"""

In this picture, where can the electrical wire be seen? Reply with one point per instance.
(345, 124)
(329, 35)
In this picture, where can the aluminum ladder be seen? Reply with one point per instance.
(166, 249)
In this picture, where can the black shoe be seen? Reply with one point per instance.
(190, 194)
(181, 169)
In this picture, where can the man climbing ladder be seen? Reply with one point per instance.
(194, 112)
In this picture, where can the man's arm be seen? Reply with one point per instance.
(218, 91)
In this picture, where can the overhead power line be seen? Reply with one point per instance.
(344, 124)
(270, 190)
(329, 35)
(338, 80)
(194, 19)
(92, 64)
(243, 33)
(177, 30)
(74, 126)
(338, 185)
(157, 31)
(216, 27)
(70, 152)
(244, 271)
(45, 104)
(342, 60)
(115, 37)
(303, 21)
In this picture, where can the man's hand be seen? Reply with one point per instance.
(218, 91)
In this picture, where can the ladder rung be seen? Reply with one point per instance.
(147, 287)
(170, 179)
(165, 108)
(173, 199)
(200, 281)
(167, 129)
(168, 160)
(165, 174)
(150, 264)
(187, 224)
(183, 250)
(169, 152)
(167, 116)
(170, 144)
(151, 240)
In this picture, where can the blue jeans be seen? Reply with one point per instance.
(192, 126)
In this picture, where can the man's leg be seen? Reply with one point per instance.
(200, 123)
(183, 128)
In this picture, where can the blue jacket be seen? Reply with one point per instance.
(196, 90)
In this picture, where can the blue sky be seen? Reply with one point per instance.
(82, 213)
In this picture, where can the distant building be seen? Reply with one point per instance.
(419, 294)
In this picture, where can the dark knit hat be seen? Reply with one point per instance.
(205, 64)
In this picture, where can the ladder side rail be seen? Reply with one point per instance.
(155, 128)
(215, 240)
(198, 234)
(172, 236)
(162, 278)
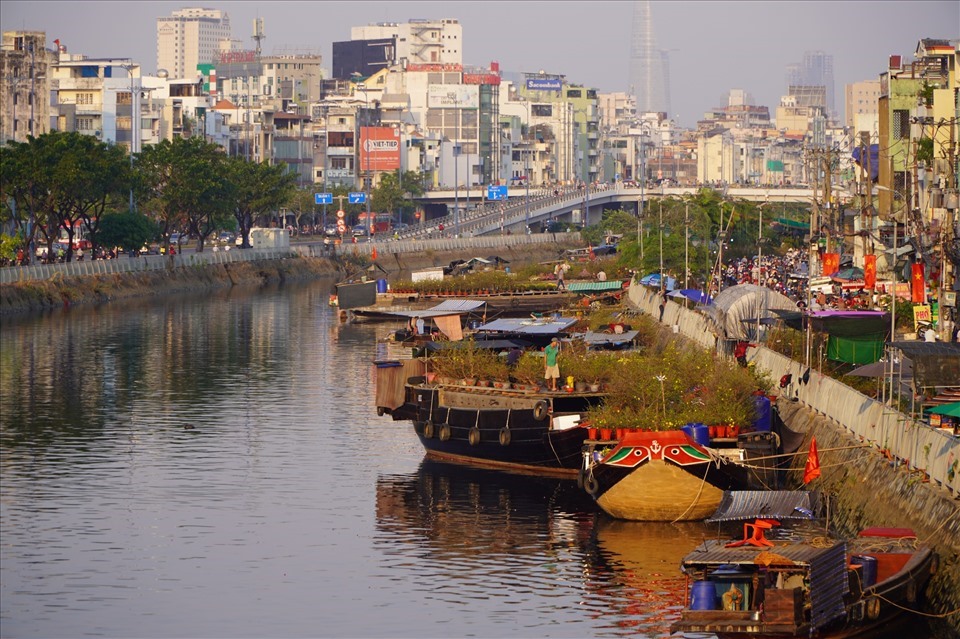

"""

Work to complete. Put the data above into a two-column CSV with the headers input and output, starting at the line containing "In this picture, where can the blue jeans" and ending at the end of the data. Give one row per item, with each field in quotes and line breaks turned into spaces, and leave out the picture.

Correct response.
input,output
"In this picture, where can the blue jeans be seen? Reply with one point per instance.","(192, 126)"
"In this picture, where can the man's leg be seen? Reply with one point per instance.","(200, 123) (183, 128)"
"In this picture, where can the blue jacket be seen? Reply with one point per instance.","(196, 90)"
"In this picture, where can the blue sky be seen? Reply with one point per instance.","(82, 213)"
"In this picture, where can the distant building be seen? Reply with one point per instance.","(419, 294)"
"In this picture, where can the dark knit hat be seen? Reply with one point per instance.","(205, 64)"
"In this picture, where can the ladder side rail be seen? Reply with one point per instance.","(155, 128) (215, 240) (198, 234) (172, 236) (162, 278)"